─── Data extract

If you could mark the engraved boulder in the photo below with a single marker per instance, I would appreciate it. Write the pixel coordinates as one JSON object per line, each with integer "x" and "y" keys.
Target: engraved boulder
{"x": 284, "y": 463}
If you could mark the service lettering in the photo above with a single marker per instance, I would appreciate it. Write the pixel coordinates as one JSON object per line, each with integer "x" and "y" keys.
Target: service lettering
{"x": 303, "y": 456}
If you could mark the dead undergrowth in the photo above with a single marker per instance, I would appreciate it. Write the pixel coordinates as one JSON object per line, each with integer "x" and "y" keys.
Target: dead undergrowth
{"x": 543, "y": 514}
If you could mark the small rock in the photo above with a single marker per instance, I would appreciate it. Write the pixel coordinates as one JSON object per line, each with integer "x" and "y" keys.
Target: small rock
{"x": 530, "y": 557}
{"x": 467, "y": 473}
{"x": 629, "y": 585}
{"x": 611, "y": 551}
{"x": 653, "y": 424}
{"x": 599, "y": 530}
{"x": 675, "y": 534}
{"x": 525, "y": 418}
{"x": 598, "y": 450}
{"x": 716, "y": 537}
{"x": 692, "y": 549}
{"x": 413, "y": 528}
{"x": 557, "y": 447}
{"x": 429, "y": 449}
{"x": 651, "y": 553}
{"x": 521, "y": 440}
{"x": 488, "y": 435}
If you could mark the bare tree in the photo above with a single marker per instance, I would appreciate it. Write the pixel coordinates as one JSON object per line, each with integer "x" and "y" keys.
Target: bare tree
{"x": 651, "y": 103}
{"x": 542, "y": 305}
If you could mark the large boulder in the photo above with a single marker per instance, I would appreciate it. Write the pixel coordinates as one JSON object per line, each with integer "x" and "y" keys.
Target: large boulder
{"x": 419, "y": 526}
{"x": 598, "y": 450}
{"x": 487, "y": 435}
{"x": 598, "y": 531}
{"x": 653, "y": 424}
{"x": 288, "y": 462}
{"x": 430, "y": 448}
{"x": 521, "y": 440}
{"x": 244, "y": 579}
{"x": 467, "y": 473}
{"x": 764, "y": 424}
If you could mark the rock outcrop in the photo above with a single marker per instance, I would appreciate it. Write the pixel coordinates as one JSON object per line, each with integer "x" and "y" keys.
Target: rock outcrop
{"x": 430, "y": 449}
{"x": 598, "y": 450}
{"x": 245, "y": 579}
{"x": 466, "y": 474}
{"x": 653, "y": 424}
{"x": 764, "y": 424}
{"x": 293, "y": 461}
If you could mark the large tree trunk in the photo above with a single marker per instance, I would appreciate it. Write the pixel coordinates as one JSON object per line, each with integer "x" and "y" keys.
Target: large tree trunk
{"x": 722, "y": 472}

──────

[What the task requires]
From the line that contains "Target: rock outcrop" to the last line of the material above, repeat every line exactly, keeping both the first and the last.

[Result for this task]
Target: rock outcrop
{"x": 430, "y": 449}
{"x": 598, "y": 450}
{"x": 245, "y": 579}
{"x": 466, "y": 474}
{"x": 653, "y": 424}
{"x": 764, "y": 424}
{"x": 293, "y": 461}
If you could mark the large tree trunk in the photo above with a single marker per instance, I would appreciate it. Write the pixel coordinates as one JSON object per line, each with integer "x" and "y" keys.
Target: large tree trunk
{"x": 722, "y": 472}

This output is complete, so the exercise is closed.